**Text segment:**
+--

The Plan automatically enrolls new, eligible union and non-union employees. Each employee who becomes an eligible employee with respect to the Plan shall be given written notice as soon as practicable that, unless he or she makes a contrary affirmative election, such employee shall automatically start making a pre-tax elective deferral equal to six percent of compensation paid as defined under the Plan. An automatic deferral made under this provision shall be invested in the Plan's default fund, which is the applicable Vanguard Target Retirement Fund, unless the participant makes a different investment election.
Contributions – Contributions to the Plan include (i) salary reduction (“pre-tax”) contributions authorized by participants, (ii) Roth (“after-tax”) elective deferrals, (iii) matching contributions made by the Company; and (iv) participant rollovers from another plan.
Participants may elect to contribute a percentage of eligible earnings to the Plan each year, subject to the limitations, as defined in the plan document. Pre-tax contributions are excluded from the participant’s taxable income for federal income tax purposes until received as a withdrawal or distribution from the Plan. Contributions up to the first six percent of a participant’s earnings, as defined by the Plan, are matched 75 percent by the Company.
An amendment was authorized effective May 17, 2018 to allow non-union employees, hired or rehired on or after May 31, 2018, who are eligible to participate in the Plan and receive a matching contribution from the Company of 100 percent of the first six percent of a participant’s earnings as defined by the Plan. In addition, non-union participants will receive a four percent non-elective Company contribution annually. Employees will be immediately vested in matching contributions and will be vested in the non-elective Company contribution after three years of service.

6



The Company matching contribution may be made in either cash or in Company common stock, generally at the option of the Company. Contributions are subject to certain limitations. Active participants are allowed to make additional contributions each quarter to meet the maximum contribution percentage. These contributions are considered in determining matching employer contributions. Participants who have attained age 50 before the end of the plan year are eligible to make catch-up contributions; these additional contributions are ineligible for a Company matching contribution. Company matching contributions are suspended for a period of six months in the event that a participant withdrew money from their after-tax account and/or the Company match account. Company matching contributions are also suspended in the event a participant received a hardship withdrawal. The Plan does not allow additional contribution, transfer, or rollover of monies into the Company stock fund if the value of the participant’s investment in the Company stock fund equals or exceeds 15 percent of the participant’s account.

+--

**What you should do:** Turn the paragraph of the retirement plan text that begins "The Plan automatically enrolls" into a short bulleted list that keeps its main facts. The material is not needed for this work.

**Data excerpt:**
+--

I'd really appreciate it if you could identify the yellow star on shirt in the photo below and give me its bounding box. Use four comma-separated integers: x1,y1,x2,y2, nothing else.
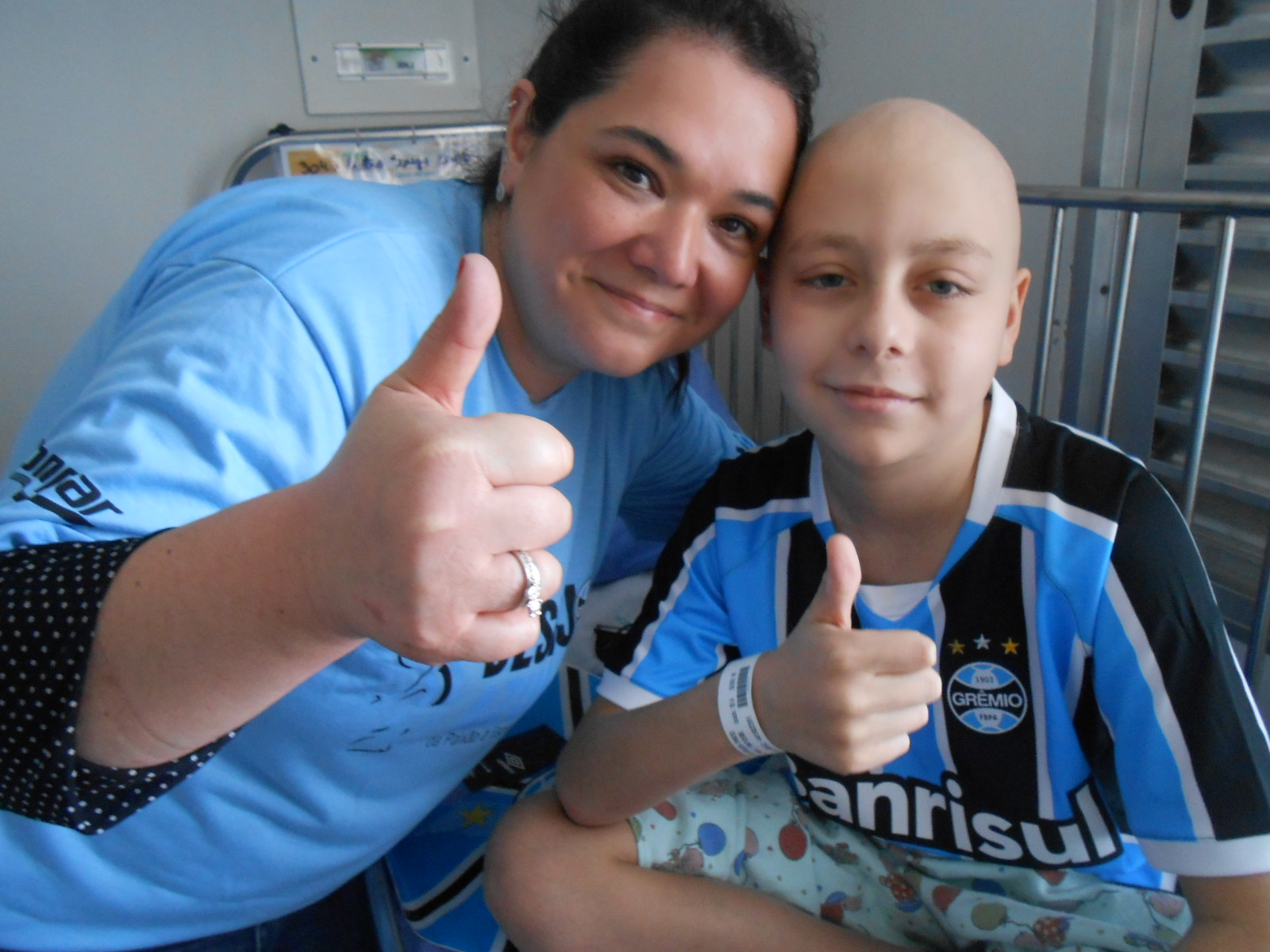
459,804,494,827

+--

**Reply:**
- The Plan automatically enrolls new, eligible union and non-union employees.
- Each newly eligible employee gets written notice as soon as practicable.
- Unless the employee chooses otherwise, a pre-tax deferral of six percent of compensation, as defined under the Plan, starts automatically.
- These automatic deferrals go into the Plan's default fund, the applicable Vanguard Target Retirement Fund, unless the participant makes a different investment election.